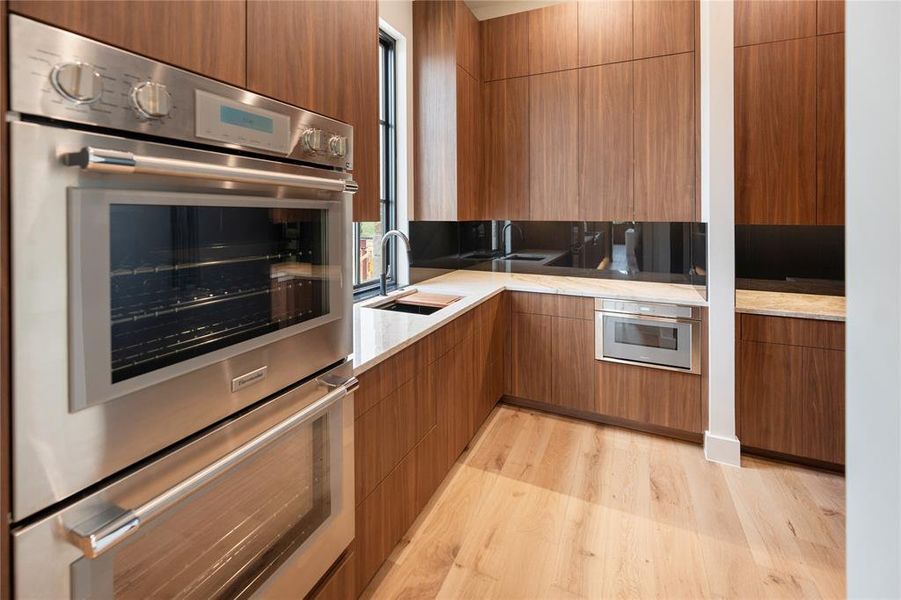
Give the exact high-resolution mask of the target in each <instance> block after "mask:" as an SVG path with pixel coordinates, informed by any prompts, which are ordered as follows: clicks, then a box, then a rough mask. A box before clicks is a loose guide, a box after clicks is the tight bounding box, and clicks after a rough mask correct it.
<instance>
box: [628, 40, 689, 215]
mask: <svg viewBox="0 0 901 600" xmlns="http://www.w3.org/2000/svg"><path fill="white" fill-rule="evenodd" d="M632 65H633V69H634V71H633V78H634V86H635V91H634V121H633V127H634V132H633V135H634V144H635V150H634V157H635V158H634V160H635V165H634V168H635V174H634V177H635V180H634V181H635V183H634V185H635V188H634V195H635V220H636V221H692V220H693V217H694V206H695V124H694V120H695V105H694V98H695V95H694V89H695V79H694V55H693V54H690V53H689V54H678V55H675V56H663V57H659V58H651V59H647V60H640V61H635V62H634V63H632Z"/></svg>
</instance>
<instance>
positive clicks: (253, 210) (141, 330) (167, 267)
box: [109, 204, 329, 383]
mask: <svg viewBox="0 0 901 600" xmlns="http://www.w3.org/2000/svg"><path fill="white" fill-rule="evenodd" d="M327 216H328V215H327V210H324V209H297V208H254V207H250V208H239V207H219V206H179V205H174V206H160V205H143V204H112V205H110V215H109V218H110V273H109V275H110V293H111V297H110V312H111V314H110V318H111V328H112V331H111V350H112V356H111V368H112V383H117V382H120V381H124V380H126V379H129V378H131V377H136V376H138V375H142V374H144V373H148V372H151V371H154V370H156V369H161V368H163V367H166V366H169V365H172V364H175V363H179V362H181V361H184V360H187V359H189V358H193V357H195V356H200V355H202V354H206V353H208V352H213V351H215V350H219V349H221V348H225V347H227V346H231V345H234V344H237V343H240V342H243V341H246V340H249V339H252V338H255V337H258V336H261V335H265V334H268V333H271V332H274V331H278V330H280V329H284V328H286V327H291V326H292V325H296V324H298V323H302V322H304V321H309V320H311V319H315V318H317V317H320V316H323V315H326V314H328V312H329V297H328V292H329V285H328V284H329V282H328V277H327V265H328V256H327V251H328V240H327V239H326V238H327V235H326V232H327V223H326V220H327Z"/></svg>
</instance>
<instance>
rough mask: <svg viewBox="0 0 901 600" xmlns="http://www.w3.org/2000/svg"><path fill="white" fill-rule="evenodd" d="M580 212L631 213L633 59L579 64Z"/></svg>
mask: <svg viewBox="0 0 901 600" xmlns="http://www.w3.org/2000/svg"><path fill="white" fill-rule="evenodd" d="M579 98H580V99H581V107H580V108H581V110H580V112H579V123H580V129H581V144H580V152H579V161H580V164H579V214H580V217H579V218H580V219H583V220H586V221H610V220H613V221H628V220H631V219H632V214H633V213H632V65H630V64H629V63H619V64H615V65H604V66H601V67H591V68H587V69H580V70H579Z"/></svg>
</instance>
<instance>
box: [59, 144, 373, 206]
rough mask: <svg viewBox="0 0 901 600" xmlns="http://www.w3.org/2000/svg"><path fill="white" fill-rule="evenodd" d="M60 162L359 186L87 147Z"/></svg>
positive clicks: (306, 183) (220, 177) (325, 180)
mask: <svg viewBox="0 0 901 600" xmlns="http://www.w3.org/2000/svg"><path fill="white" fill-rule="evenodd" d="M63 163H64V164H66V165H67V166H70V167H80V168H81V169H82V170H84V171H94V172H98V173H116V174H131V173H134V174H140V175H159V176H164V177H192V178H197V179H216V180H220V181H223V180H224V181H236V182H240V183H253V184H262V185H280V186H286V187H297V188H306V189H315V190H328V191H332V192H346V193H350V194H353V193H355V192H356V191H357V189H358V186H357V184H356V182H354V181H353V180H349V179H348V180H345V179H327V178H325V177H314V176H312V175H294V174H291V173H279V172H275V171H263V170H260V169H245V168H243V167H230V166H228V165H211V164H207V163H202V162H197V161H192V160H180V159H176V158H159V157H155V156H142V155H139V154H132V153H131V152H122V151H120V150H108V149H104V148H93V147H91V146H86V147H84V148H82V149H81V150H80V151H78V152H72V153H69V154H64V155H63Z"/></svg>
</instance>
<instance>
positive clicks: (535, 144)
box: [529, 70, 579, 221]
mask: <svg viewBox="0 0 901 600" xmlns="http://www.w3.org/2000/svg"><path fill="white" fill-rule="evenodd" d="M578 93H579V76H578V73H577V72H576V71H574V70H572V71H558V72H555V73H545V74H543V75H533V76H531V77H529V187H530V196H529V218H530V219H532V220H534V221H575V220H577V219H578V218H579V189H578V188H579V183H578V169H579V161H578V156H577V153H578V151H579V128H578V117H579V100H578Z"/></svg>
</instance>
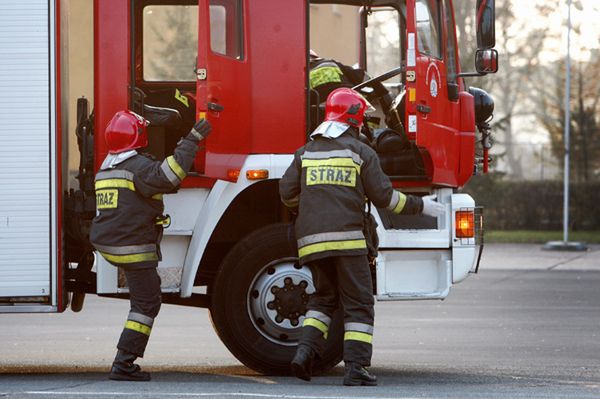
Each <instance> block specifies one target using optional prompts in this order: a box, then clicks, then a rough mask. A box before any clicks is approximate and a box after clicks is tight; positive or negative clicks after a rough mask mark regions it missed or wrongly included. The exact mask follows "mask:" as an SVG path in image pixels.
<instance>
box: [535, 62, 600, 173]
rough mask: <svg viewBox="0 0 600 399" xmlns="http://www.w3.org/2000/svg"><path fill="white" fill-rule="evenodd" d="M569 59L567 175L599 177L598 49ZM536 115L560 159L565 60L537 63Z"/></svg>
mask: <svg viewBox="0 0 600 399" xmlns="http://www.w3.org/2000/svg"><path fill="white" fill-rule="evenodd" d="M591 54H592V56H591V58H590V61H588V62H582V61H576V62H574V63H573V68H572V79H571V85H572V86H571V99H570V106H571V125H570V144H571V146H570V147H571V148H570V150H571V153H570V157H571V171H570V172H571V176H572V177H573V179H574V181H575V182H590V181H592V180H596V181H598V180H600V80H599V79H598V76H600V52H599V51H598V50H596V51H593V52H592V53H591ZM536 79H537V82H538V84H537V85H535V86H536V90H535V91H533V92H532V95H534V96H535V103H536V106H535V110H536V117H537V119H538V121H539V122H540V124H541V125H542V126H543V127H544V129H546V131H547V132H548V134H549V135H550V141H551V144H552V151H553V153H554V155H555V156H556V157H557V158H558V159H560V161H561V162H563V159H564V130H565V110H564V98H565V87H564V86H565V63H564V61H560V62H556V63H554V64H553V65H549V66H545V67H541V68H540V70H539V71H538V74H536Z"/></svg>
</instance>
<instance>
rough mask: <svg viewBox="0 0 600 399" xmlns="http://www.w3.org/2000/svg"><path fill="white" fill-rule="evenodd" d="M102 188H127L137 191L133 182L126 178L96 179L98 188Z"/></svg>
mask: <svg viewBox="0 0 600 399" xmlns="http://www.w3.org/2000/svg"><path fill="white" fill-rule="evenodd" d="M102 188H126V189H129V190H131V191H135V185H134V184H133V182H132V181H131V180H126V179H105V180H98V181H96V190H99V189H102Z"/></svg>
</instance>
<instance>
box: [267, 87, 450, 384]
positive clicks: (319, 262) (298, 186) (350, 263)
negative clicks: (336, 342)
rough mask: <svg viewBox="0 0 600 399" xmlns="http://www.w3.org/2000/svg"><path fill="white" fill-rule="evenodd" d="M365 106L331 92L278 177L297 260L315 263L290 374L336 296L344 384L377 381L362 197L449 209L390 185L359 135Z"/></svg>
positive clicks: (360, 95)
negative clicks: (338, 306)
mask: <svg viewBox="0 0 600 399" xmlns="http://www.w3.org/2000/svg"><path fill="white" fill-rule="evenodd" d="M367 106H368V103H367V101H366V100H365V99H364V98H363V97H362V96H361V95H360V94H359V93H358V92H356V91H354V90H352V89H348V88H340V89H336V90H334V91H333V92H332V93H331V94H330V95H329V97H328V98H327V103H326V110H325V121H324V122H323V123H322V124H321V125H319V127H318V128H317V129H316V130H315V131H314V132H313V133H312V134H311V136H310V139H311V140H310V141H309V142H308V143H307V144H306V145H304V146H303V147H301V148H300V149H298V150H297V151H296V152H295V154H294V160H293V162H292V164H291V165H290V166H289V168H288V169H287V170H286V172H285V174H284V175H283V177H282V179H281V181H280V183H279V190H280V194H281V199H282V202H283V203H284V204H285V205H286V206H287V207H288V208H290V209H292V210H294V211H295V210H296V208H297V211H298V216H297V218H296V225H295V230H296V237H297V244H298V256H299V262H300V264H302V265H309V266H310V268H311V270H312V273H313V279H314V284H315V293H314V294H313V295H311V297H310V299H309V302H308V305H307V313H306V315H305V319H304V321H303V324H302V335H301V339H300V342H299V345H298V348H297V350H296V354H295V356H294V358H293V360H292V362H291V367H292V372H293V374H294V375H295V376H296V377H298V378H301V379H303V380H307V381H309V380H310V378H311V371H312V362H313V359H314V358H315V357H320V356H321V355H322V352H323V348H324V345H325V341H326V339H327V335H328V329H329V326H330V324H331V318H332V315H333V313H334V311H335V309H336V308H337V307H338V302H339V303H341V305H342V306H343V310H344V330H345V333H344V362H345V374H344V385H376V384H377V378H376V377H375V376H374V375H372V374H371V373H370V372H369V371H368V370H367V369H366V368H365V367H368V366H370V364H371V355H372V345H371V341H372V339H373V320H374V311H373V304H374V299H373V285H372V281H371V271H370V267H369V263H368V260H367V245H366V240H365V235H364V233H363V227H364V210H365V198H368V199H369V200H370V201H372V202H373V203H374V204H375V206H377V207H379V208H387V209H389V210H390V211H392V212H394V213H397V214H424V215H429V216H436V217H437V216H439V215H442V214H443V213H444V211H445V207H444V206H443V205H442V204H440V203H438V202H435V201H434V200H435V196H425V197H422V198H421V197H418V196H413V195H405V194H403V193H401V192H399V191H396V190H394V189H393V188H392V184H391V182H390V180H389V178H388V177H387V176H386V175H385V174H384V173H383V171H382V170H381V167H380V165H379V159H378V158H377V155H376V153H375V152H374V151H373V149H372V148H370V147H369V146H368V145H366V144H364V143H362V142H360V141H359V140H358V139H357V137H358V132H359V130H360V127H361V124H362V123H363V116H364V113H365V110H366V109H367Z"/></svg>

--

• **REQUIRED WORK**: Copy out every line of the listing that contains the string "positive", matching case exactly.

• **TASK OUTPUT**:
positive clicks: (253, 210) (141, 330) (167, 267)
positive clicks: (306, 183) (220, 177) (325, 180)
positive clicks: (535, 144)
Each <instance> block specifies one target using optional prompts in this order: a box, then clicks, then a rough mask. A box before any clicks is approximate and a box after clicks is tight; positive or negative clicks after a rough mask mark regions it missed or wrongly included. The exact mask follows "mask:" as an SVG path in image pixels.
positive clicks: (319, 262) (298, 186) (350, 263)
positive clicks: (360, 95)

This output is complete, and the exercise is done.